> [Text passage]
....................

Fusing Reward and Dueling Feedback in Stochastic Bandits

W1. [...] other relation between the preference probability and expected reward [...] like the Bradley-Terry model

A1: We thank the reviewer for raising this intriguing question. A relation between the preference probability and expected reward, like the Bradley-Terry model $\nu_{1,2} = \frac{\exp(\mu_1)}{\exp(\mu_1) + \exp(\mu_2)} = \frac{\exp(\mu_1-\mu_2)}{\exp(\mu_1-\mu_2) + 1}$ or utility dueling bandits $\nu_{1,2} = \frac{1 + (\mu_1 - \mu_2)}{2}$ (Ailon et al., 2014), is indeed stronger than the one in our paper and will lead to a better regret result.

....................

> [Parts of the exercise]
1. Summarize the passage on fusing reward and dueling feedback in stochastic bandits in two sentences.
2. Carry the passage on fusing reward and dueling feedback in stochastic bandits forward, picking up after its final sentence.

....................

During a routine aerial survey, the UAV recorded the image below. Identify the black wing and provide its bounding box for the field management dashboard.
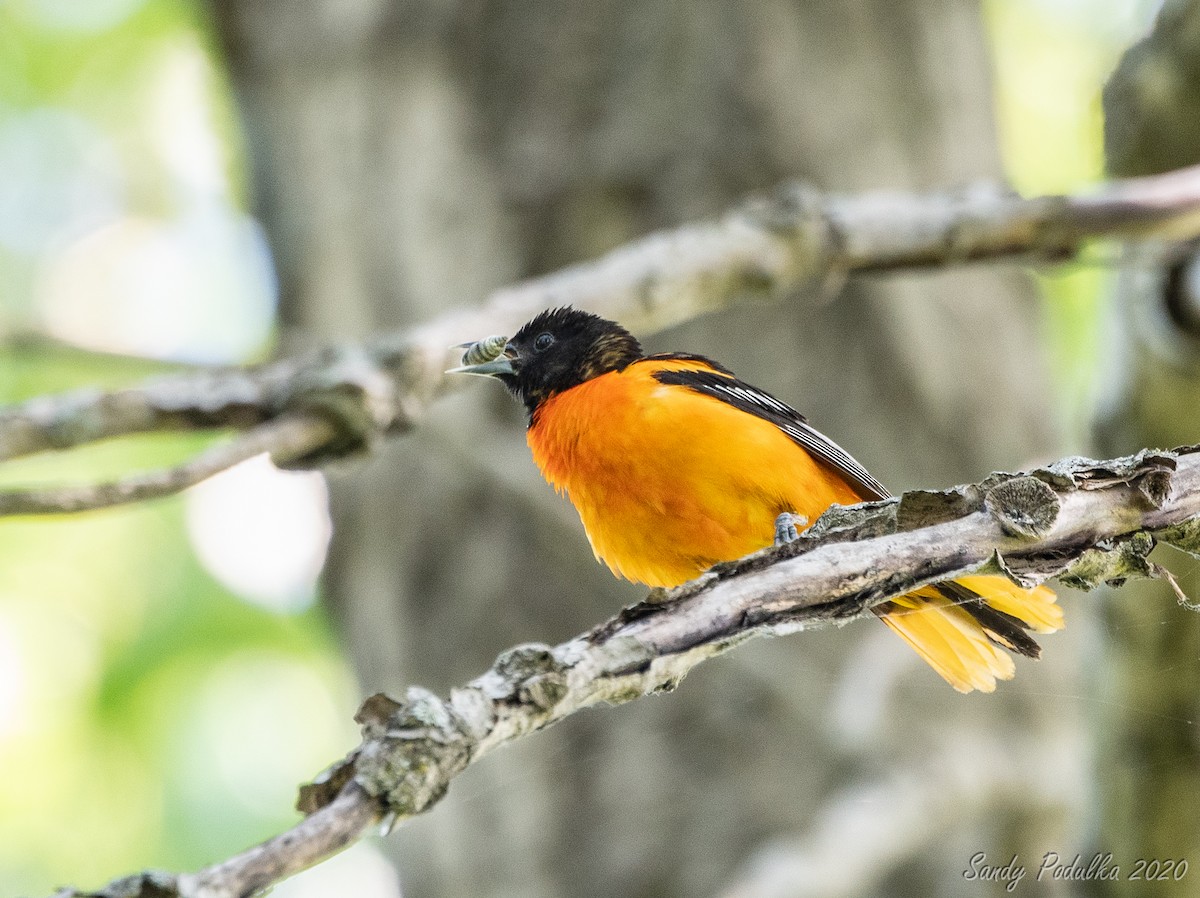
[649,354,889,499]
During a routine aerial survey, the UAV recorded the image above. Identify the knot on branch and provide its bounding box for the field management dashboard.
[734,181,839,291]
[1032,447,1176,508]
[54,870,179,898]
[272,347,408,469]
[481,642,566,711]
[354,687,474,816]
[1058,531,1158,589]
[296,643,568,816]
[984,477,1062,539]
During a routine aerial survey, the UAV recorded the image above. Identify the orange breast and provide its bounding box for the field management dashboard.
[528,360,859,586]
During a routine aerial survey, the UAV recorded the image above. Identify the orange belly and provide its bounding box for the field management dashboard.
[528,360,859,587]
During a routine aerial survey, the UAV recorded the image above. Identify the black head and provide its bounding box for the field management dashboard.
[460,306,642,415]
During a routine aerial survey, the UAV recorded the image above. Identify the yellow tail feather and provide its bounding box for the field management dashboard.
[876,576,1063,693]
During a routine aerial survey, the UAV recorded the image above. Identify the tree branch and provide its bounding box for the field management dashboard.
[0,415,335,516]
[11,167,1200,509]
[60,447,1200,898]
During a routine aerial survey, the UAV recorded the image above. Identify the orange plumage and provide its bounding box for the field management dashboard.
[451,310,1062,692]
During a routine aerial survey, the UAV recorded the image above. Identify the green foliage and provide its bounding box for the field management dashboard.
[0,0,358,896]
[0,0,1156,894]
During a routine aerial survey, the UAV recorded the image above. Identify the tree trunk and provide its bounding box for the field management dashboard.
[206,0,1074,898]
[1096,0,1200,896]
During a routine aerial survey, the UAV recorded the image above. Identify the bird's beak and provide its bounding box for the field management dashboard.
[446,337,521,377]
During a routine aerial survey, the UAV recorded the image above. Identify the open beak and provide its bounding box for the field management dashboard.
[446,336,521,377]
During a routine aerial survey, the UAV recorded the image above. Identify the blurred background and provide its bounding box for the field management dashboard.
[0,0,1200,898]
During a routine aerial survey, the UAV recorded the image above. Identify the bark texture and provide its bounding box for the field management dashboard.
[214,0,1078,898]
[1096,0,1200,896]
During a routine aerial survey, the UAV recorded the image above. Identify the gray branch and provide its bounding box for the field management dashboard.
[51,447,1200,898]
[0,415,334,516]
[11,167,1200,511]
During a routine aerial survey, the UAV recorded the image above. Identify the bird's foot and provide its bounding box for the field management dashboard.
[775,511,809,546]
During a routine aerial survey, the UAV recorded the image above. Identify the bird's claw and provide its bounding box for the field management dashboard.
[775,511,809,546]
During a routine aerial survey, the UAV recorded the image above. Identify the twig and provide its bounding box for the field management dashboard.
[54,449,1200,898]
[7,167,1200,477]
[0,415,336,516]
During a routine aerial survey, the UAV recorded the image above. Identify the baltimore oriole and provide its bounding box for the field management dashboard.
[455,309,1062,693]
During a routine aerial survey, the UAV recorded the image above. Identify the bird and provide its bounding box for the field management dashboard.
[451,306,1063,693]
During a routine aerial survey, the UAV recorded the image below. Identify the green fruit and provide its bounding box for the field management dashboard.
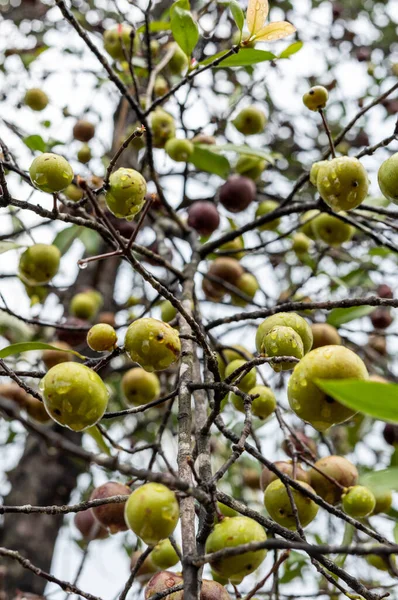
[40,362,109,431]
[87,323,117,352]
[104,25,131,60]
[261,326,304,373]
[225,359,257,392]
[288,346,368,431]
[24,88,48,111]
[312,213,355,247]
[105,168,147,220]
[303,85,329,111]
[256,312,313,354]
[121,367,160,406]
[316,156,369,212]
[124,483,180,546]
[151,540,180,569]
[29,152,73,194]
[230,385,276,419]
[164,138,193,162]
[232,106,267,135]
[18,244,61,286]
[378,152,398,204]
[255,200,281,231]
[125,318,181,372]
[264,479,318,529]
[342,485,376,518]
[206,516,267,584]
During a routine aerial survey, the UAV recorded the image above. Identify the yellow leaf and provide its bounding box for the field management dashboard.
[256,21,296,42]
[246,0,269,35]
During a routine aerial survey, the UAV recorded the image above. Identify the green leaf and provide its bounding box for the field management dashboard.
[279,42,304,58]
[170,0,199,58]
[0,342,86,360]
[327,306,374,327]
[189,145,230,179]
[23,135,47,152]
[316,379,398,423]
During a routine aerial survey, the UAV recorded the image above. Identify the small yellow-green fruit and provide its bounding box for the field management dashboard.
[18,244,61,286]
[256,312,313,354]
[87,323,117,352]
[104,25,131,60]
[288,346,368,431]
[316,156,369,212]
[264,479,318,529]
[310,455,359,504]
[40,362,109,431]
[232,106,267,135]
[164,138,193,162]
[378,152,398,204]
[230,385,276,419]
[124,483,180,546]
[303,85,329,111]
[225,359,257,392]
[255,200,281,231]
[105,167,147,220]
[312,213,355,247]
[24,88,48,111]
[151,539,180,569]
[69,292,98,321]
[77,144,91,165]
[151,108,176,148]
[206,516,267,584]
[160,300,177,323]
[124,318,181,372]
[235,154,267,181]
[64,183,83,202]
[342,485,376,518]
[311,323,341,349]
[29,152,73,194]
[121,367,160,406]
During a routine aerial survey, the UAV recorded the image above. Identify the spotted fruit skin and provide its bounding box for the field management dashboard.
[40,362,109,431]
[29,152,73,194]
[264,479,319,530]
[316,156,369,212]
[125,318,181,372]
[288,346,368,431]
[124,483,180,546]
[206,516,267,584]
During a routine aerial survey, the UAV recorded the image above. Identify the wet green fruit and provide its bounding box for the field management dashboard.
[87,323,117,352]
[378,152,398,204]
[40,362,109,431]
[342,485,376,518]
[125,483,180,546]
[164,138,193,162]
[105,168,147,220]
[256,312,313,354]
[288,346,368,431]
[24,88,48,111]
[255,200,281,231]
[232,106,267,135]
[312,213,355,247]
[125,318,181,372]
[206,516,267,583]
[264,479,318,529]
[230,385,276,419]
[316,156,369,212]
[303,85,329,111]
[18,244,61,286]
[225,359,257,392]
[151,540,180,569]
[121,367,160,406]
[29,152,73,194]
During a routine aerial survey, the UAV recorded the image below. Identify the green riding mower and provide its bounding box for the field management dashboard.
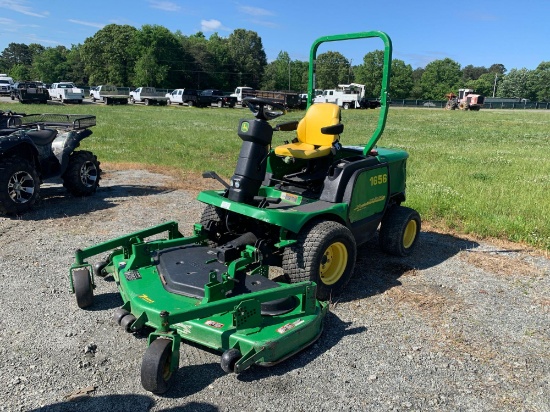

....................

> [Results of the tasks]
1. A reviewer raises the question of other relations between the preference probability and the expected reward, such as the Bradley-Terry model. The authors thank the reviewer and answer that such a relation, like the Bradley-Terry model or utility dueling bandits (Ailon et al., 2014), is stronger than the one in their paper and will lead to a better regret result.

2.
Specifically, with this parametric relation, one only needs to focus on one set of parameters: the reward means or the dueling probabilities. Let us consider the case that the reward means $(\mu_1, \mu_2, \dots, \mu_K)$ as the basic parameters to estimate, and all observations from dueling feedback can be translated into reward feedback via the parametric relation. Under this point of view, the reward feedback provides direct observations from the reward mean parameters, and the dueling (preference) feedback between arms $k$ and $\ell$ can be considered as a "parametric reward feedback" depending on the reward mean parameters. For example, with the Bradley-Terry relation, the parametric form is a logistic function, which is similar to the logistic bandits (Faury et al., 2020), while with the utility dueling relation, the parametric form is a linear function, which is similar to the linear bandits (Abbasi-Yadkori et al., 2011).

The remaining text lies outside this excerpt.